PROMPT A | Repeat the section of the lab introduction that begins at the words "Specifically, you will" and stops after "a minimizing player.".
PROMPT B | According to the lab introduction, what does the table created by Q-learning map?

EXERCISE PASSAGE |
----------------

CS63: Lab 6

Introduction

In this assignment you will use reinforcement learning to create a program that learns to play the game tic-tac-toe by playing games against itself. We will consider X to be the maximizer and O to be the minimizer. Therefore, a win for X will result in an external reward of +1, while a win for O will result in an external reward of -1. Any other state of the game will result in an external reward of 0 (including tied games). We will assume that either player may go first.

Specifically, you will be using Q-learning, a temporal difference algorithm, to try to learn the optimal playing strategy. Q-learning creates a table that maps states and actions to expected rewards. The goal of temporal difference learning is to make the learner's current prediction for the reward that will be received by taking the action in the current state more closely match the next prediction at the next time step. You will need to modify the Q-learning algorithm to handle both a maximizing player and a minimizing player.

----------------

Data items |
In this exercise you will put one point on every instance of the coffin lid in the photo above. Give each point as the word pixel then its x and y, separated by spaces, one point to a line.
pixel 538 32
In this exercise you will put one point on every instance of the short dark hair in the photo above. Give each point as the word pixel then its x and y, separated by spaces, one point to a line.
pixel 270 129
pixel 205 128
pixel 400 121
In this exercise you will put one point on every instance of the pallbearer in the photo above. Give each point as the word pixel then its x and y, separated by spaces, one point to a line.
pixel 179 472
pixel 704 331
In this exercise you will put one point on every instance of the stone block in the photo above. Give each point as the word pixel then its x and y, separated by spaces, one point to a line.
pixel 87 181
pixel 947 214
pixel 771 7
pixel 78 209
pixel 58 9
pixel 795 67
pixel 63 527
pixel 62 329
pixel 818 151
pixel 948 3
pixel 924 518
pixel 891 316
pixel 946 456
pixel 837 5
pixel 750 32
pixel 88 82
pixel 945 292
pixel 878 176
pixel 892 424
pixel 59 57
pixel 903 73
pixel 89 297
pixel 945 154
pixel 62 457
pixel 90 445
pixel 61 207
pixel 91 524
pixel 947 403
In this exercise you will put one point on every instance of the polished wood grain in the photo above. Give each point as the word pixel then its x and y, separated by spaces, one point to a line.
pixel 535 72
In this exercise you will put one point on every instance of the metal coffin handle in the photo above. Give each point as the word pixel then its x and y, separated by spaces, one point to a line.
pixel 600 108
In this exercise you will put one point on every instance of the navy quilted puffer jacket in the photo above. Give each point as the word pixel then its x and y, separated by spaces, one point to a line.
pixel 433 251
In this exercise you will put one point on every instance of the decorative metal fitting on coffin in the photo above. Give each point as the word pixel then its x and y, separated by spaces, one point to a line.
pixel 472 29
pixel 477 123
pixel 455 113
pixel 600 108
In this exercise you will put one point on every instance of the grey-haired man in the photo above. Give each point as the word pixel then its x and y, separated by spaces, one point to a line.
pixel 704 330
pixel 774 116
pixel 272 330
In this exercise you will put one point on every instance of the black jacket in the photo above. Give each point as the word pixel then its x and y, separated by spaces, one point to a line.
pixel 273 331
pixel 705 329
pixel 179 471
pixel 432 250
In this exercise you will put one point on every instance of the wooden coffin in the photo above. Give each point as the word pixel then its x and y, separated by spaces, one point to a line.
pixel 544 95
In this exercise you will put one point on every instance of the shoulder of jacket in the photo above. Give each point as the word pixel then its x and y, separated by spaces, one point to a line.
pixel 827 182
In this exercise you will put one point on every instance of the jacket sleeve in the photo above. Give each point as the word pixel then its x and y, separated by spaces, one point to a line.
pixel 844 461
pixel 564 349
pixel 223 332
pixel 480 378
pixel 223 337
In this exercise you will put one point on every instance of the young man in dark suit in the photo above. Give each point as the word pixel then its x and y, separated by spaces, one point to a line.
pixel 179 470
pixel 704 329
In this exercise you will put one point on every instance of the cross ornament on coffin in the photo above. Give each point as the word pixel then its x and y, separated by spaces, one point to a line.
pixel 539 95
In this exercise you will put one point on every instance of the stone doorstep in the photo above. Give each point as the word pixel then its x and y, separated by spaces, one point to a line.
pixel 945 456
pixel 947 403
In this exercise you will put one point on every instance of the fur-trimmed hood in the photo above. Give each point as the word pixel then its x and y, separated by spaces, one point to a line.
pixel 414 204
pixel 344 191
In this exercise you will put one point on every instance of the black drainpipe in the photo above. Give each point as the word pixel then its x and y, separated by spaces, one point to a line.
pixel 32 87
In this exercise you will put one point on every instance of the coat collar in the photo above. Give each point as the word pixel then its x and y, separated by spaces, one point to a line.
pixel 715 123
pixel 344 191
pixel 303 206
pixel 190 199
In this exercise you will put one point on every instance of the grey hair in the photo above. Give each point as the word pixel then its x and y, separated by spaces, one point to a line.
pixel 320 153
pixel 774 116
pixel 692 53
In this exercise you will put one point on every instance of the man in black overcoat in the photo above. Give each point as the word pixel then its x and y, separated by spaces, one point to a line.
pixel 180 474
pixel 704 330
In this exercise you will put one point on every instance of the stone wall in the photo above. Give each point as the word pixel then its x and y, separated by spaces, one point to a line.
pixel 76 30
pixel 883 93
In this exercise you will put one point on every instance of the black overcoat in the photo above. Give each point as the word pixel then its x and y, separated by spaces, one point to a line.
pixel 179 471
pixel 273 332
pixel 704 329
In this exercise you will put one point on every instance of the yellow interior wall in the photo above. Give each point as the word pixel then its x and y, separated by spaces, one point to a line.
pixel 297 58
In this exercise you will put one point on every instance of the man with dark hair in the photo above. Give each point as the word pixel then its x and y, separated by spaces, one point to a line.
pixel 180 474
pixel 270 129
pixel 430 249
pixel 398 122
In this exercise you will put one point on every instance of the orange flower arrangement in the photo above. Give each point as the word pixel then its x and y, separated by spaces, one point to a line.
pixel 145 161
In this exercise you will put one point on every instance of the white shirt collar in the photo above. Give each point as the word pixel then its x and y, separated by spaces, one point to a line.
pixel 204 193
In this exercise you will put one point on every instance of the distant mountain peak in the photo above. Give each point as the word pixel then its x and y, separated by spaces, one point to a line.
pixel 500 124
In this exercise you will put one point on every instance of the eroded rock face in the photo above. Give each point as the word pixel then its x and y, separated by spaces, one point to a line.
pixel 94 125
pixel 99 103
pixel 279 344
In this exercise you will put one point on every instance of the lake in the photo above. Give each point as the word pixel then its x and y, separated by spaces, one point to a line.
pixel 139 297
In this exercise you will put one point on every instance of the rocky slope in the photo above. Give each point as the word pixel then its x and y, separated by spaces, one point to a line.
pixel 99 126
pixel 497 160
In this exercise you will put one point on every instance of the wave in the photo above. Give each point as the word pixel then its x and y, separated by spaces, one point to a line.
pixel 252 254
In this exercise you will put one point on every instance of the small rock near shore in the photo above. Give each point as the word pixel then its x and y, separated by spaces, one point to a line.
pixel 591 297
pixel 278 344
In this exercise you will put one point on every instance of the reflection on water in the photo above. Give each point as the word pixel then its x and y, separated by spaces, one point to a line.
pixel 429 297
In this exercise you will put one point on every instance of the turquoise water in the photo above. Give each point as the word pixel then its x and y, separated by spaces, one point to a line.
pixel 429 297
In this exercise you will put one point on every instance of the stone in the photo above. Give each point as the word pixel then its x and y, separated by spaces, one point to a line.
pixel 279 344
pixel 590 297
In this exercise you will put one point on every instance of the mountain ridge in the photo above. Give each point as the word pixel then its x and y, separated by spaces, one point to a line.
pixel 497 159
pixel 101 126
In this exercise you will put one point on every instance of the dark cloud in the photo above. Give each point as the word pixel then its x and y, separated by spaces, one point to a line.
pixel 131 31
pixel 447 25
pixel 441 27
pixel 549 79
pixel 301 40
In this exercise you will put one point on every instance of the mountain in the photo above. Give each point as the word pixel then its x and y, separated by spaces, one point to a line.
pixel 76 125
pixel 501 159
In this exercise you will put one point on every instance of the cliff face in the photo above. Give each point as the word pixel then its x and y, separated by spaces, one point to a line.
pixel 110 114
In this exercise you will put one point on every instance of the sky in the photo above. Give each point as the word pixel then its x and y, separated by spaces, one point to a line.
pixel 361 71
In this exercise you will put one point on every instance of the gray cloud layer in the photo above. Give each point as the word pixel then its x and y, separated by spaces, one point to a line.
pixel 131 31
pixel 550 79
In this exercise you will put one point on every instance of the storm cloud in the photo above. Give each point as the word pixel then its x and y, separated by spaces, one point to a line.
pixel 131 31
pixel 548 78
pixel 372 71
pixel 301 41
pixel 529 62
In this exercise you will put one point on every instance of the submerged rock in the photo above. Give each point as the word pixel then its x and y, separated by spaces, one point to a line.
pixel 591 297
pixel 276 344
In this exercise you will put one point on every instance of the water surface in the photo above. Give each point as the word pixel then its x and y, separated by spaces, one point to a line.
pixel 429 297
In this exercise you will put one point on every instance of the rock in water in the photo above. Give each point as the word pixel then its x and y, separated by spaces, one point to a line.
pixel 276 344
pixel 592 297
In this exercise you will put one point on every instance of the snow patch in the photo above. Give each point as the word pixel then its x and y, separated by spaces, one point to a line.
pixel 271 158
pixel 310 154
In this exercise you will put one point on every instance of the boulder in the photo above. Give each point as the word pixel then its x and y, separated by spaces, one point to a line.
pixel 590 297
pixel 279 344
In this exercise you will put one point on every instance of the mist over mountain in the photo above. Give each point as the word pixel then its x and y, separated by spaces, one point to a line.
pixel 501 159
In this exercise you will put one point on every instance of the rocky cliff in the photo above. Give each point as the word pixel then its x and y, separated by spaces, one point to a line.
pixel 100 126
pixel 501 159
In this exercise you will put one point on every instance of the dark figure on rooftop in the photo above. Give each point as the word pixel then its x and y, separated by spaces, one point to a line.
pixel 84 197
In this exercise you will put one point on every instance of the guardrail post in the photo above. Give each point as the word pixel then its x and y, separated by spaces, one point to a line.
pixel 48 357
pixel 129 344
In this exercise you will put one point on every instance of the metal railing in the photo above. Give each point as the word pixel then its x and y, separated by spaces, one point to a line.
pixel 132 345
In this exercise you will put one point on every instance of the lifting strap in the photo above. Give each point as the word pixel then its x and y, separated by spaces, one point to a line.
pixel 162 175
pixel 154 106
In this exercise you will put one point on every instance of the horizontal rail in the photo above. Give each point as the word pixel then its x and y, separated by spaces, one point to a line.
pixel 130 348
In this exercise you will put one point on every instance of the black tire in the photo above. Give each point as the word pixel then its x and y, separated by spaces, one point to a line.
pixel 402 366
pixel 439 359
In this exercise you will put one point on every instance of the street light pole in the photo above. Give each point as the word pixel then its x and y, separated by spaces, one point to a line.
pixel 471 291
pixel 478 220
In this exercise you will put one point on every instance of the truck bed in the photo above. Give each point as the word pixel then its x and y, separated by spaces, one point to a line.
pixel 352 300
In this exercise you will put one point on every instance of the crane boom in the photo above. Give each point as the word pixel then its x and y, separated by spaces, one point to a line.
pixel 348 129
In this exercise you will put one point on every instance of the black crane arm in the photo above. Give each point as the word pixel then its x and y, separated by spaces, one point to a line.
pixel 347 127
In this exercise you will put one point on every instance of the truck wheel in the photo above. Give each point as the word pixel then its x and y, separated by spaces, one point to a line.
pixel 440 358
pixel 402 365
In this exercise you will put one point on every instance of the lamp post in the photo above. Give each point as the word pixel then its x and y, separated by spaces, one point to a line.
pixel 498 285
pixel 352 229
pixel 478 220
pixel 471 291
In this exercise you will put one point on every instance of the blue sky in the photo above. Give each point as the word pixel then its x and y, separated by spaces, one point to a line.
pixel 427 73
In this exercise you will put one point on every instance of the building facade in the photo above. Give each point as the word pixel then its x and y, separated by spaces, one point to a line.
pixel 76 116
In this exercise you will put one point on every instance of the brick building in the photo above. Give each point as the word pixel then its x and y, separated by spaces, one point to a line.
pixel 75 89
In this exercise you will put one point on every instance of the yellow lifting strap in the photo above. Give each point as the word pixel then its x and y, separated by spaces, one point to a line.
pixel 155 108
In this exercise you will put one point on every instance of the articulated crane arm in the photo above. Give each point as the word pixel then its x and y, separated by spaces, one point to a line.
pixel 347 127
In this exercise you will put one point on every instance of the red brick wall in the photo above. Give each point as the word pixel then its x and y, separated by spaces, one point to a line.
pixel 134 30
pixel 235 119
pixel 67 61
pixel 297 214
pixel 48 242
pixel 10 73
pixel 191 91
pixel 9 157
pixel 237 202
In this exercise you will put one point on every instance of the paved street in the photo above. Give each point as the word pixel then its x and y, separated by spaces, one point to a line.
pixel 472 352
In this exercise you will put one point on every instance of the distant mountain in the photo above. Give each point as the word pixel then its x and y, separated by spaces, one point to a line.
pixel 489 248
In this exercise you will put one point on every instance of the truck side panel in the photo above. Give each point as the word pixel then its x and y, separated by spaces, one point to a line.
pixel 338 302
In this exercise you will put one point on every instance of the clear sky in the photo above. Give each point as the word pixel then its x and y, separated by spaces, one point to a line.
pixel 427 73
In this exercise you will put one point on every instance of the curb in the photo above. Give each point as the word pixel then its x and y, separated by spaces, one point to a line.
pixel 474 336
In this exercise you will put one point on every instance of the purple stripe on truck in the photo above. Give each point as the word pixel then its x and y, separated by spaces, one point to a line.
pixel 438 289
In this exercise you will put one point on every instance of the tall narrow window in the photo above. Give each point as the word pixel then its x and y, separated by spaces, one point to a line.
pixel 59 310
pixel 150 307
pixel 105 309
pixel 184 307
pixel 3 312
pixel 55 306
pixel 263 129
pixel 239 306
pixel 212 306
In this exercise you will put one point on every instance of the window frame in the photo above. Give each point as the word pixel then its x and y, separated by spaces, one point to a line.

----------------

RESPONSE BOX A |
Specifically, you will be using Q-learning, a temporal difference algorithm, to try to learn the optimal playing strategy. Q-learning creates a table that maps states and actions to expected rewards. The goal of temporal difference learning is to make the learner's current prediction for the reward that will be received by taking the action in the current state more closely match the next prediction at the next time step. You will need to modify the Q-learning algorithm to handle both a maximizing player and a minimizing player.

RESPONSE BOX B | It maps states and actions to expected rewards.